# [Conjunto de dados]
━━━━━━━━━━━━━━━━━━━━
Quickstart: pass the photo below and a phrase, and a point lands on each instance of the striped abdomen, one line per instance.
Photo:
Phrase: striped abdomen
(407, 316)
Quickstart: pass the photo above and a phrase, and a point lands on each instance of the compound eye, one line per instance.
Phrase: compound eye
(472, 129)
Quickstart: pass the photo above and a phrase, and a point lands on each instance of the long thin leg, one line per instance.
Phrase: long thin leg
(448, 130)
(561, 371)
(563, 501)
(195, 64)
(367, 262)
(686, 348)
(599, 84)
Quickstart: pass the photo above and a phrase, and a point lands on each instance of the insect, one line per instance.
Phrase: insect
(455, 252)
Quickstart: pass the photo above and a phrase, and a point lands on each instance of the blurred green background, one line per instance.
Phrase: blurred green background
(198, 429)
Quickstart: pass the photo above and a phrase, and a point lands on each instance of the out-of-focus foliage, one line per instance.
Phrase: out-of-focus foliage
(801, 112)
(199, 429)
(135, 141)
━━━━━━━━━━━━━━━━━━━━
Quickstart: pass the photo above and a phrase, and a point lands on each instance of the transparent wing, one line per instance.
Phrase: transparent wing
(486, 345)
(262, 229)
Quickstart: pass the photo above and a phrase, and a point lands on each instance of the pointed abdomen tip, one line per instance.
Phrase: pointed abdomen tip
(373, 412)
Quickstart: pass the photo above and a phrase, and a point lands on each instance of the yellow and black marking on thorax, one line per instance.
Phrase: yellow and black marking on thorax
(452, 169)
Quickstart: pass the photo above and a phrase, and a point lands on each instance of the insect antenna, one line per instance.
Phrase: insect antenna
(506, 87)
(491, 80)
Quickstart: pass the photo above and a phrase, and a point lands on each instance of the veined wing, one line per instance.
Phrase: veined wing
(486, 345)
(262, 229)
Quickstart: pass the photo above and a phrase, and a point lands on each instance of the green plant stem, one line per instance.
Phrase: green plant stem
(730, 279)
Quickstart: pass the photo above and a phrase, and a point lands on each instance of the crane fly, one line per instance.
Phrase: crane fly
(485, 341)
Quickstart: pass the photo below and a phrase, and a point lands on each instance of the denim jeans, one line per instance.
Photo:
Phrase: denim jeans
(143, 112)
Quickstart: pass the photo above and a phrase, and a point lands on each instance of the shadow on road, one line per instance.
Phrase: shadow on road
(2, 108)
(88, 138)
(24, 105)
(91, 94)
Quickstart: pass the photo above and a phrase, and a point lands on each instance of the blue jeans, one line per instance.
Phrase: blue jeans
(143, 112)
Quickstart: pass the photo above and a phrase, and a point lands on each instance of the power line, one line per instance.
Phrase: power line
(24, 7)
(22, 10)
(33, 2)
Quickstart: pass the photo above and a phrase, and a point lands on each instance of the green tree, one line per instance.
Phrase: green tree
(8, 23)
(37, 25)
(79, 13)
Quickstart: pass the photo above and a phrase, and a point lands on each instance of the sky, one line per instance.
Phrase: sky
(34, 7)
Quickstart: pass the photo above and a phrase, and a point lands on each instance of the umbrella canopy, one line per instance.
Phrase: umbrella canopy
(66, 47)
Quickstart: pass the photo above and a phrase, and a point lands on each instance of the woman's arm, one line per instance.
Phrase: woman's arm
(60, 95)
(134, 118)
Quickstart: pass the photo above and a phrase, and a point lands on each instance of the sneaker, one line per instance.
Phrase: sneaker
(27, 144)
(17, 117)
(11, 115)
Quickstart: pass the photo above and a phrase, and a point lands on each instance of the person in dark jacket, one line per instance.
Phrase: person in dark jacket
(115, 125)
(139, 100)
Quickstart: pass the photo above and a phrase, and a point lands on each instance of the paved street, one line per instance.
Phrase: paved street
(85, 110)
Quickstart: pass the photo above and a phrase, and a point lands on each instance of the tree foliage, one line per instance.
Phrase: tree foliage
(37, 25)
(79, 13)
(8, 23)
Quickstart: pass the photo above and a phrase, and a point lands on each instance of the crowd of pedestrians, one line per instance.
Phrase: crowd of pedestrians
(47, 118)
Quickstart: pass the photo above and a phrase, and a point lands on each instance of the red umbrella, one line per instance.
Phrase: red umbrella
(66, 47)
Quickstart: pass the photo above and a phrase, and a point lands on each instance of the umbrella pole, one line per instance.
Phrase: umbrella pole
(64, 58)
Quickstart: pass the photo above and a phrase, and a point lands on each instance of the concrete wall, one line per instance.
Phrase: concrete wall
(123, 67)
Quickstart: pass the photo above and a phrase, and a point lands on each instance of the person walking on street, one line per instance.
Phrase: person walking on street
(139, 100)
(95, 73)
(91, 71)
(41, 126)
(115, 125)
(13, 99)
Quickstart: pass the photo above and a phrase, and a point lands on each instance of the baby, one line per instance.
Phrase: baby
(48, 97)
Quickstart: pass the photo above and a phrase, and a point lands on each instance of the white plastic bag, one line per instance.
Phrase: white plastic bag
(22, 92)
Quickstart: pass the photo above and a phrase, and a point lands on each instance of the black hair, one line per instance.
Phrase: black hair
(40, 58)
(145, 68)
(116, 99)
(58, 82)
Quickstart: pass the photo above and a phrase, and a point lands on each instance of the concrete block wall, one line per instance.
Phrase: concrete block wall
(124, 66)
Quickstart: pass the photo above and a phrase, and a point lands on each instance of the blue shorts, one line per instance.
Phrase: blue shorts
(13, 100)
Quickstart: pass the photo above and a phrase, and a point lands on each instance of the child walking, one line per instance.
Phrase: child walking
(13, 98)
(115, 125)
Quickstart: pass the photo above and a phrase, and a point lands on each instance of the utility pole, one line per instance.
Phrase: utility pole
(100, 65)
━━━━━━━━━━━━━━━━━━━━
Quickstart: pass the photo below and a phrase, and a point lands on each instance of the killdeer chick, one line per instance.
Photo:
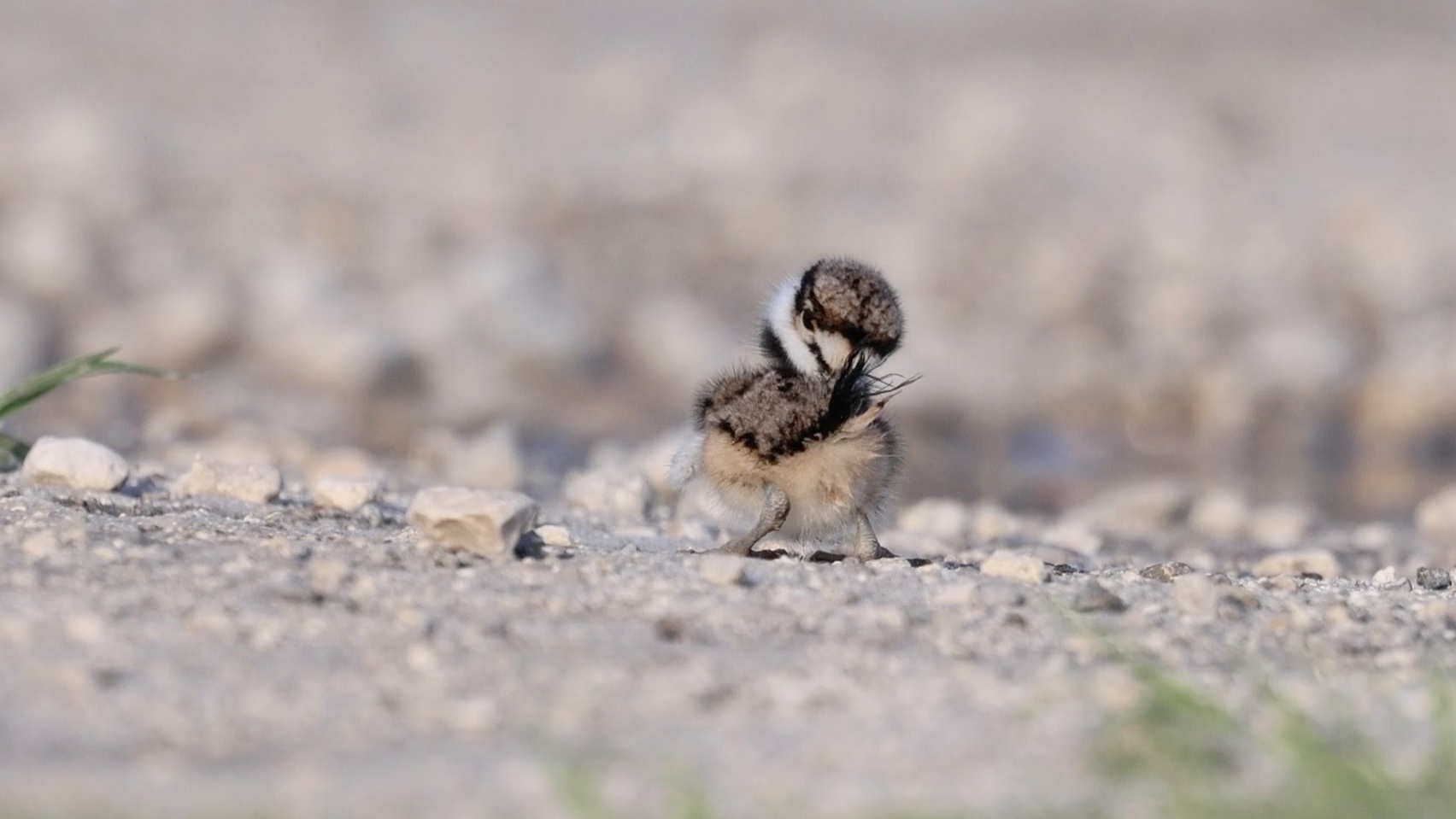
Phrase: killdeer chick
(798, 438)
━━━━━━━━━━━━━━━━━━━━
# [Instruções e requisitos]
Extraia dos itens acima cada linha em que aparece a palavra "shorts".

# [Solução abaixo]
Quickstart: pass the photo above and a phrase, and a point lands on each instance of the blue shorts, one line per instance.
Phrase: blue shorts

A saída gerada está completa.